» **DOCUMENT PASSAGE**:
>> Start

Courses (3 hours each)

Ahmed Abbes (CNRS & IHÉS)
Title: The p-adic Simpson correspondence: Functoriality by proper direct image and Hodge-Tate local systems
Abstract: Faltings initiated in 2005 a p-adic analogue of the (complex) Simpson correspondence whose construction has been taken up by various authors and whose properties have been developed according to several approaches. I will present in these lectures the approach I developed with Michel Gros, inspired by the Cartier transform of Ogus and Vologodsky, which is an analogue in characteristic p of Simpson correspondence. The p-adic Simpson correspondence can be considered as a categorification of the Hodge-Tate decomposition. I will present its construction for small generalized representations using a suitable period ring, establish its functoriality by proper direct image and discuss the link with Hodge-Tate local systems.
Lecture notes.

Yifeng Liu (Institute of Advanced Study in Mathematics, Zhejiang University) -- online
Title: Derivative of L-functions for unitary groups
Abstract: In this lecture series, we will focus on the recent advance on the Beilinson-Bloch conjecture for unitary Shimura varieties, more precisely, a Gross-Zagier type formula for automorphic forms on unitary groups of higher ranks. We will start from the general theory of height pairings between cycles on varieties over number fields. Then we will introduce the doubling method, a powerful tool in the theory of automorphic forms for studying L-functions for classical groups, in particular, unitary groups. Finally, we will combine the automorphic side and the arithmetic side to outline the proof of a formula relating the central derivative of L-function and the height of special cycles on Shimura varieties.

>> End

» **Stored records**:

>> Start

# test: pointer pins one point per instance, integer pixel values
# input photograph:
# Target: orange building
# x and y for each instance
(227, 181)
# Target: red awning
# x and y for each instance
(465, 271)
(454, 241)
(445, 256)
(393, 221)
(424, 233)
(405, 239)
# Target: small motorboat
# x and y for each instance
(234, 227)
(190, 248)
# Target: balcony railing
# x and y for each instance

>> End
>> Start

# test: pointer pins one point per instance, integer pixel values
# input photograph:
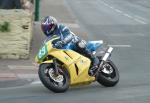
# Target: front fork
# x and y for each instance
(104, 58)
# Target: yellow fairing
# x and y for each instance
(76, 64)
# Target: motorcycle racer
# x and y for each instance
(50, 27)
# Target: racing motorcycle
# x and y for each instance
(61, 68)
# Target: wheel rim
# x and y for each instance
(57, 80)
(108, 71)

>> End
>> Start

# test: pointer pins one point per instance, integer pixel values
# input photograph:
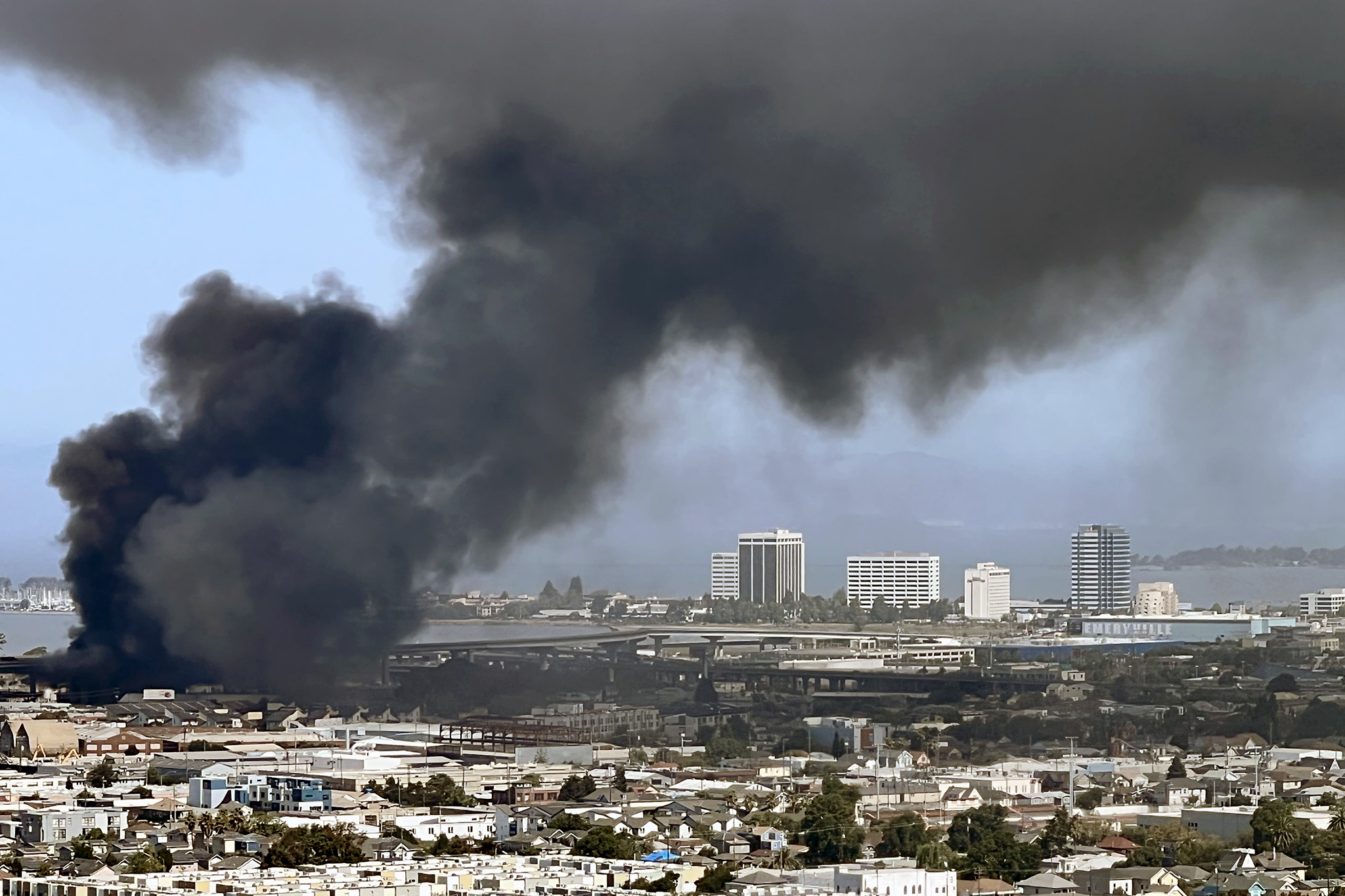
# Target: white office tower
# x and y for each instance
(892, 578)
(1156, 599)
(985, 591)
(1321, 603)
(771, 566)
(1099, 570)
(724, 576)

>> End

» **REQUESTS**:
A: Translate this sentence from the lecture course listing into French: "The p-adic Simpson correspondence can be considered as a categorification of the Hodge-Tate decomposition."
B: Continue the lecture course listing, picking up after its final sentence.
The rows have no connection to the lecture course listing.

» **THE ANSWERS**:
A: La correspondance de Simpson p-adique peut être considérée comme une catégorification de la décomposition de Hodge-Tate.

B:
Sildes I & II, Sildes III.

Akhil Mathew (University of Chicago) -- online
Title: Some recent advances in syntomic cohomology
Abstract: Bhatt-Morrow-Scholze have defined integral refinements Z_p(i) of the syntomic cohomology of Fontaine-Messing and Kato. These objects arise as filtered Frobenius eigenspaces of absolute prismatic cohomology and should yield a theory of "p-adic étale motivic cohomology" -- for example, they are closely related to p-adic K-theory and topological cyclic homology. Moreover, they compare naturally to p-adic étale cohomology of the generic fiber. I will give an overview of some of the recent advances in the subject (due to many authors) and explain the identification (joint with Bhargav Bhatt) for regular p-torsionfree schemes.
Sildes I & II, Sildes III

Takeshi Saito (The University of Tokyo)
Title: Upper ramification groups of local fields with imperfect residue fields
Abstract: Upper ramification groups of local fields with imperfect residue fields were introduced by two of the organizers, Abbes and myself in 2000. Recently the graded quotients are shown to be F_p-vector spaces and related to Frobenius-Witt differentials. In three lectures, we outline the definition and recent developments. After short heuristic observation using rigid geometry leading to the definition, we will sketch:
1. Definition purely in the language of schemes.
2. Proof of the property that the graded quotients are F_p-vector spaces using the cotangent complexes.
3. Construction of the characteristic form relating the graded quotients to Frobenius-Witt differentials.
The third topic may be omitted depending on the time.
References:
Abbes, Saito, Ramification of local fields with imperfect residue fields, American Journal of Mathematics, 124.5 (2002), 879-920.
Saito, Wild ramification and the characteristic cycle of an l-adic sheaf, Journal de l'Institut de Mathématiques de Jussieu, (2009) 8(4), 769-829.
Saito, Graded quotients of ramification groups of local fields with imperfect residue fields, preprint https://arxiv.org/abs/2004.03768.
Lecture notes.

Lectures (1 hour each)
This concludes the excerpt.